**Directions for this task**
Emit only the lines from the line containing "Task: identify the plate" through the last line of the entries, unchanged.

———

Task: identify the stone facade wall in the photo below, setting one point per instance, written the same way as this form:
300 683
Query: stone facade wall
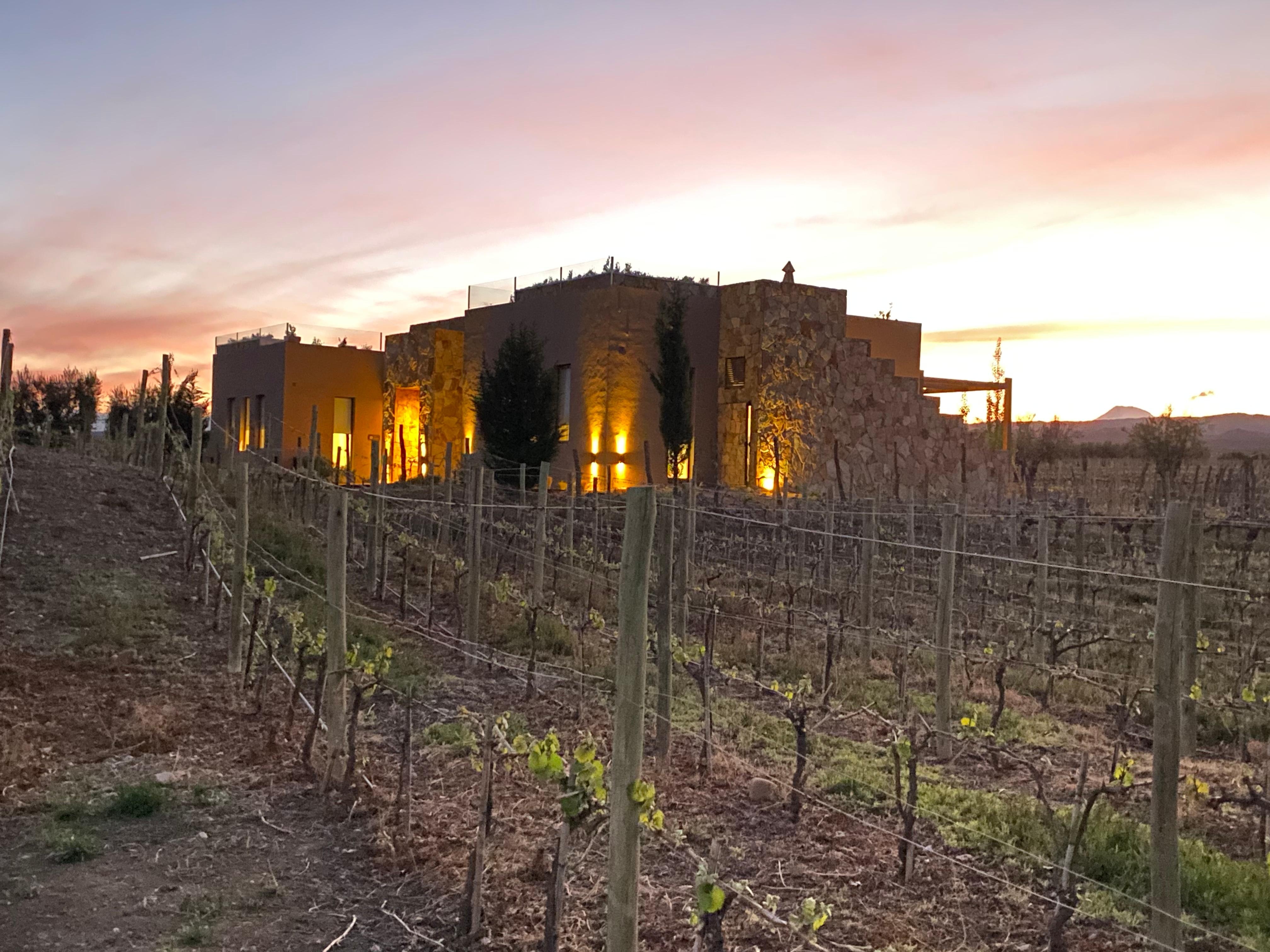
811 386
428 357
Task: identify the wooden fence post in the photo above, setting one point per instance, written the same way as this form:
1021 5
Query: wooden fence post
1187 638
375 521
629 720
540 534
238 584
944 634
665 615
139 422
475 494
1041 593
336 695
868 554
1166 909
196 461
162 428
684 577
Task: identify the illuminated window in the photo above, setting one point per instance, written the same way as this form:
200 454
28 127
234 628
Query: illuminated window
260 422
750 442
564 385
342 434
681 471
244 424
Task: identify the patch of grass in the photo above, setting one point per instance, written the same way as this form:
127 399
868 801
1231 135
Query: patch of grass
139 800
200 913
69 810
455 735
554 638
204 795
1041 730
113 609
70 843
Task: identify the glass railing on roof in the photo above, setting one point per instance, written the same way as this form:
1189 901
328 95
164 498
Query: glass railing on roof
305 334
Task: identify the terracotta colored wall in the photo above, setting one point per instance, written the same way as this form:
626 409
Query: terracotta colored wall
896 341
605 333
318 375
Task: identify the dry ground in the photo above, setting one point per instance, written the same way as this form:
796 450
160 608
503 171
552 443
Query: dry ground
112 676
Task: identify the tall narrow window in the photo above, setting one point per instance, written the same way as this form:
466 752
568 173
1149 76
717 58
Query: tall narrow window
342 432
564 381
244 424
260 422
750 442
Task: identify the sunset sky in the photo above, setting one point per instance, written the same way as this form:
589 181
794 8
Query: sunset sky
1090 182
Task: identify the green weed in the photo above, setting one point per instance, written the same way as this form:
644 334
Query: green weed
455 735
139 800
72 843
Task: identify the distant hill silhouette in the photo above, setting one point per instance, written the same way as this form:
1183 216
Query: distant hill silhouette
1225 433
1124 413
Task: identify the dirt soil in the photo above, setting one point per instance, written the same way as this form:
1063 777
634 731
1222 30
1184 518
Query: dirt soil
112 676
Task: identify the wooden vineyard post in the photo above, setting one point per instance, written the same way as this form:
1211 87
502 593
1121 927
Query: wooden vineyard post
828 552
1083 516
684 577
1166 926
196 461
568 520
472 909
868 557
1191 622
373 525
336 697
540 534
944 634
238 584
665 605
707 712
629 720
162 426
139 422
475 492
313 441
1041 593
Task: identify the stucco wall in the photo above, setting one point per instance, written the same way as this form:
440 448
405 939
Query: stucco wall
243 371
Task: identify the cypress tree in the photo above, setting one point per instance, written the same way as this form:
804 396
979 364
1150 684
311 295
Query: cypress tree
516 404
673 380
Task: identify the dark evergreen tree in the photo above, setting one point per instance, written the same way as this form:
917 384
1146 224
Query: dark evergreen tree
516 407
673 380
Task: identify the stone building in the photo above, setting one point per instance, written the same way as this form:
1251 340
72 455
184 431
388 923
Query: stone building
788 389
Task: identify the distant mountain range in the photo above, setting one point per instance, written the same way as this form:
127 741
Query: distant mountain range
1225 433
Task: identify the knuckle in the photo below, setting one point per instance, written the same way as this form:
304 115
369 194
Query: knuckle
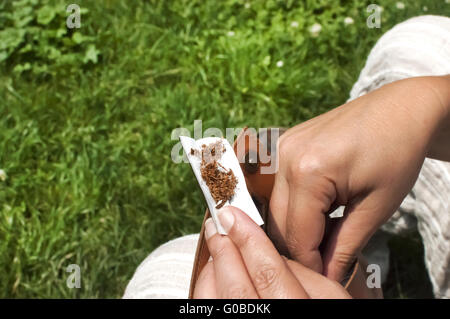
265 277
307 165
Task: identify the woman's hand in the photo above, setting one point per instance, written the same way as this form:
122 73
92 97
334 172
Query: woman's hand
245 264
365 155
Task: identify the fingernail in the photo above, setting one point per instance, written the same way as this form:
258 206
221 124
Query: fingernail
210 228
226 218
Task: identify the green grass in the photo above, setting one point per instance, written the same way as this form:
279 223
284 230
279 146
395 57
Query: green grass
86 119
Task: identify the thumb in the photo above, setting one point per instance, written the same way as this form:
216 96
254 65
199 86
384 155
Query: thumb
350 234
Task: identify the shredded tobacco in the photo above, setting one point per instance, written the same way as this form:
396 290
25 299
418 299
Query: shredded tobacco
220 181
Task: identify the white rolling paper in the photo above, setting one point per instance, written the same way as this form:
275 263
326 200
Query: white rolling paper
241 198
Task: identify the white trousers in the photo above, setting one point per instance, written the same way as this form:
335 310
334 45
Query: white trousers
417 47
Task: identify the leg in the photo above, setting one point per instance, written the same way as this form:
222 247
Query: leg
417 47
166 272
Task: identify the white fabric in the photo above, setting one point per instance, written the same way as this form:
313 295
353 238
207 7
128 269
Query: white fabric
418 46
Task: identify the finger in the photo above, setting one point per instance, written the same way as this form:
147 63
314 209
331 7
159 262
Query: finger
205 288
270 275
231 278
276 220
351 234
316 285
310 198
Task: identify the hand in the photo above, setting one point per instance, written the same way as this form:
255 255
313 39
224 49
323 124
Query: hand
365 155
245 264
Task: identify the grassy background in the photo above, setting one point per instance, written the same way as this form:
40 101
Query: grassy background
86 118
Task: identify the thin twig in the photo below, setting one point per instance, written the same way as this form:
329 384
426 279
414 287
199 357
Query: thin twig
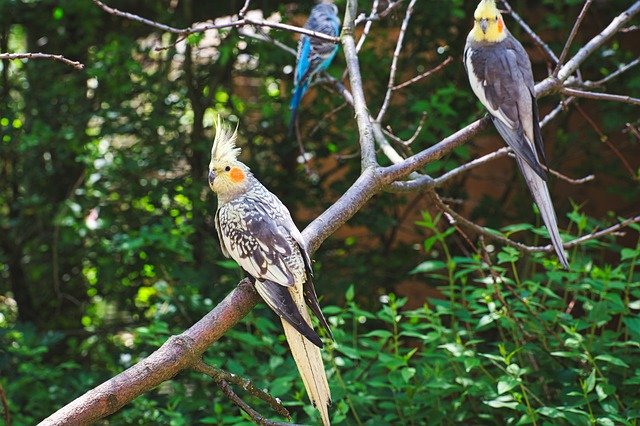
321 122
585 51
13 56
367 147
613 75
244 9
262 36
219 375
523 247
202 28
527 29
413 138
572 35
562 106
5 406
424 74
604 138
367 27
572 181
394 61
601 96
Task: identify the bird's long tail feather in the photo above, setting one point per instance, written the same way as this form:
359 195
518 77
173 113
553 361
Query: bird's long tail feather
298 93
540 193
309 361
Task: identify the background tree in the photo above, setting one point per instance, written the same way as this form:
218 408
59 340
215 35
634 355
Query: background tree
108 247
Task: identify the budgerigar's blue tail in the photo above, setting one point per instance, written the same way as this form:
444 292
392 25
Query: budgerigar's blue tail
294 105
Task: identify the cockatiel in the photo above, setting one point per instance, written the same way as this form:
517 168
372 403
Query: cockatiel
256 230
314 55
500 75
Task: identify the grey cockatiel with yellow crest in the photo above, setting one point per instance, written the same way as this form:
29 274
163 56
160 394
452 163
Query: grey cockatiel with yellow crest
500 74
256 230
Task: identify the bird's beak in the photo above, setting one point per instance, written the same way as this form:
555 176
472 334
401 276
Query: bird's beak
484 24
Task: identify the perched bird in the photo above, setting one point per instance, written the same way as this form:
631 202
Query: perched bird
256 230
314 54
500 75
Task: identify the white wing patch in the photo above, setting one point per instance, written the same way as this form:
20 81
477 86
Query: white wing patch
478 86
249 264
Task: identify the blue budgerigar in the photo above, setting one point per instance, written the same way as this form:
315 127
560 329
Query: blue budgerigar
314 54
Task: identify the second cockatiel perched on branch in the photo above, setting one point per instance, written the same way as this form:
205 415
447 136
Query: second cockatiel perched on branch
500 75
256 230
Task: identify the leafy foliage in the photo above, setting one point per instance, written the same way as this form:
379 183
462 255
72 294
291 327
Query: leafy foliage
107 246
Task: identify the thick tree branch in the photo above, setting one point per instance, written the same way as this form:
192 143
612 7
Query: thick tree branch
184 351
13 56
202 28
600 96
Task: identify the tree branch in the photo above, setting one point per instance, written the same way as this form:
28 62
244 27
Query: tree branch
572 35
13 56
355 78
222 379
202 28
394 61
184 351
600 96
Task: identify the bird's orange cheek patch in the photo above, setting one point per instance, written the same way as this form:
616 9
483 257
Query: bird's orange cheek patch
236 175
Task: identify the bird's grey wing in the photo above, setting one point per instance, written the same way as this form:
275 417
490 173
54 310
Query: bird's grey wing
216 220
279 299
509 100
308 287
540 193
255 241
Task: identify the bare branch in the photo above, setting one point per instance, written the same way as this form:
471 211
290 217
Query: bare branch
604 138
367 26
13 56
572 35
262 36
202 28
572 181
562 106
523 247
223 378
181 352
613 75
601 96
355 78
394 61
424 74
244 9
572 65
527 29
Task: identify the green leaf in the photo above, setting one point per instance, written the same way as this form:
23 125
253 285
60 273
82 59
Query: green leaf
612 360
506 384
429 266
590 382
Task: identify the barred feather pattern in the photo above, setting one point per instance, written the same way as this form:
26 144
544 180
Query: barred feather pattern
257 231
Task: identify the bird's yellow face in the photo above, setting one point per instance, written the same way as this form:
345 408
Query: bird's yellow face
488 25
227 177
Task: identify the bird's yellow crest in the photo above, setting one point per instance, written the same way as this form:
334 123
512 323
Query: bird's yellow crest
227 175
224 147
488 25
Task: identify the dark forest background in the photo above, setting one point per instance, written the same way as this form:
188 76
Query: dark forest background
107 244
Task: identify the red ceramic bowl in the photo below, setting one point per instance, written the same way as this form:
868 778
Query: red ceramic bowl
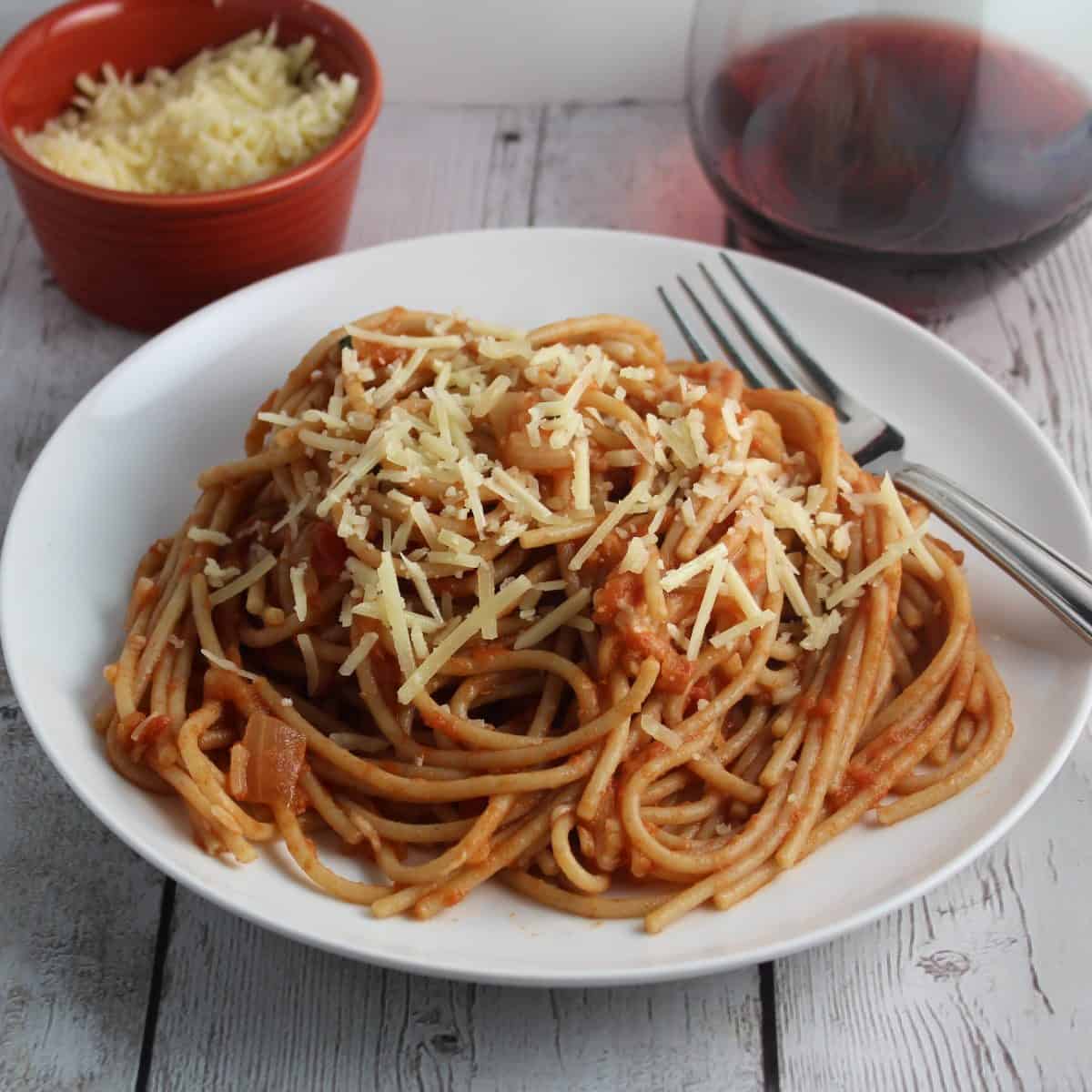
146 260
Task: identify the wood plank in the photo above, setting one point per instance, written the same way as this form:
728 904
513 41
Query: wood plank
246 1008
76 942
436 168
628 167
241 1006
983 983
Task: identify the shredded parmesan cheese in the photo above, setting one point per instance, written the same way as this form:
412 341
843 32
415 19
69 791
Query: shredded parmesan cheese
207 535
536 633
229 117
241 583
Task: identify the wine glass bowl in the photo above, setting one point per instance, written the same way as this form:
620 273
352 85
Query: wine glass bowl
910 153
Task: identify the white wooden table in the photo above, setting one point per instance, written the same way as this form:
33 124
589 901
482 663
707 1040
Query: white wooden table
110 977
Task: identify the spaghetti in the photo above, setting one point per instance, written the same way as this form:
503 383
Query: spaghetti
551 609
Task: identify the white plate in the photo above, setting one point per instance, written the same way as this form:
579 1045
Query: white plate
119 473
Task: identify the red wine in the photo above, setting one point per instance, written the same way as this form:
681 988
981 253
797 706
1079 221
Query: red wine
905 158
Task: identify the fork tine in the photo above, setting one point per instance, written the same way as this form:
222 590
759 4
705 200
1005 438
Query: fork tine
696 348
827 389
722 339
781 377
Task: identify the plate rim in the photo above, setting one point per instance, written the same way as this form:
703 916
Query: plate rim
677 971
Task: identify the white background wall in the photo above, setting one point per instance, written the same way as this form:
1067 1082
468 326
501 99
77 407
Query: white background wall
602 50
506 50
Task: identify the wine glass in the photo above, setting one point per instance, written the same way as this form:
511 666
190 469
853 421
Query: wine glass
912 150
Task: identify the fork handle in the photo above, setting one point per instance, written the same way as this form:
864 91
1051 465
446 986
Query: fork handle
1053 579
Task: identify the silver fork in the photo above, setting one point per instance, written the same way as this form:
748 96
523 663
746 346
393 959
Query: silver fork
879 447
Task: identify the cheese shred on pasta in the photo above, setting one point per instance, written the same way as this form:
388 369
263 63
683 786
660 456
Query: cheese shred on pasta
550 607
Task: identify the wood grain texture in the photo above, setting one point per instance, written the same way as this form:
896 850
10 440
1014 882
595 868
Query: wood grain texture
628 167
983 983
244 1008
77 910
978 986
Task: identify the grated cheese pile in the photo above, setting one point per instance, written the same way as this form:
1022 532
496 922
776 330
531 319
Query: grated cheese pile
228 117
448 409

———

**Right answer**
Task: identify the plate rim in the photo above, setting one point per instance, written the same way as this form:
703 916
Query: plate rim
677 971
Task: identify the white background wall in the photo above, setting one point per instance, written the same way as this form:
1067 1082
468 326
501 99
77 407
Query: white background wall
602 50
506 50
Task: identify the wine glass in the photo above, setting one point per instance, written the same way as this form:
511 666
190 469
853 421
Query: wine glass
912 150
Task: identify the fork handle in the photo above, setting one point per instance, written the same way as this form:
864 91
1051 465
446 986
Query: fork handle
1053 579
Task: identify the silver fork in the photo above, setting one point per instance, written the same way as this form:
748 96
523 663
746 346
393 959
Query: silver fork
879 447
Task: identify the cheese shred on pasta in the photo above, setting one point per instance, written the same way as this form:
388 369
263 63
683 786
660 456
Query: cheese shred on pasta
550 607
Task: identify the wood grain texture in the photo above, setting one point per instance, written the same way as this form:
896 850
10 440
1014 882
595 868
Query: wood grain texture
628 167
983 983
244 1008
77 910
978 986
Task: identify the grated cheese pile in the photo above, setting one point per instance, written the same way as this form:
1022 532
496 922
776 330
531 319
Query: grated cheese pile
228 117
448 409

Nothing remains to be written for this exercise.